- Task item:
Please copy exactly the lines that run from the start of the entries to the line containing "Mark one point on every instance of the orange flower", inclusive.

=== Input material ===

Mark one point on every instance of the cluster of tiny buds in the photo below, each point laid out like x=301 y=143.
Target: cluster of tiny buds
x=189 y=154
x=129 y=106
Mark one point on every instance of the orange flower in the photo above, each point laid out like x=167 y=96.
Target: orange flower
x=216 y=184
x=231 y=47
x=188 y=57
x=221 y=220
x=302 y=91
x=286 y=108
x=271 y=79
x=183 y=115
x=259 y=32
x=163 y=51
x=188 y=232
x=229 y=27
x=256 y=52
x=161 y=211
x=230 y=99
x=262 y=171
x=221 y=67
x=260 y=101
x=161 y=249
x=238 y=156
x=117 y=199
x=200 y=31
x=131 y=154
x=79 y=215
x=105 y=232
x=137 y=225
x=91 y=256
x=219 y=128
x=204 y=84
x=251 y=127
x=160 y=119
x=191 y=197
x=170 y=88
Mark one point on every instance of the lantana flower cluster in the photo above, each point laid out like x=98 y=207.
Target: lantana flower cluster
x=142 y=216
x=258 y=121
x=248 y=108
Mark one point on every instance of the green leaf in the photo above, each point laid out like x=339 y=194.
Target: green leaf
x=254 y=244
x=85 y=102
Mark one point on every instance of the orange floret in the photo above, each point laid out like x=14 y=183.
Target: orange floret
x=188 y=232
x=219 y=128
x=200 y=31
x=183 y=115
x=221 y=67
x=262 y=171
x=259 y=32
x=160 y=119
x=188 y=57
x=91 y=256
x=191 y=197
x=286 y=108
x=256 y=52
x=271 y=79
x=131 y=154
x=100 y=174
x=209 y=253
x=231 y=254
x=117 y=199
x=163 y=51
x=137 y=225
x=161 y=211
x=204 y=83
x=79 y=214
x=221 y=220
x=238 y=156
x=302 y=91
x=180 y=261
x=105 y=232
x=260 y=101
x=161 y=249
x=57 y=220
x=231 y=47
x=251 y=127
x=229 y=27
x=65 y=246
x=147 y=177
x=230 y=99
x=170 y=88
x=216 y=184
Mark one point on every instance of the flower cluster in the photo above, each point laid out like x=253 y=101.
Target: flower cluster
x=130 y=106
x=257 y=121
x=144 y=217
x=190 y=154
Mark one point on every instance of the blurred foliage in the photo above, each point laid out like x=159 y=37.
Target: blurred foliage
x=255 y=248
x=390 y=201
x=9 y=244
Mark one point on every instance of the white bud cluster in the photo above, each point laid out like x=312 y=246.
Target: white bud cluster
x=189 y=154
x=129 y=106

===

- Problem solution:
Mark one point on every instance of the cluster of tiny buds in the photo below, each point laid out like x=301 y=143.
Target: cluster of tiny buds
x=189 y=154
x=129 y=106
Mark one point on every instance of the orange flower in the photo above, each point laid out like x=167 y=96.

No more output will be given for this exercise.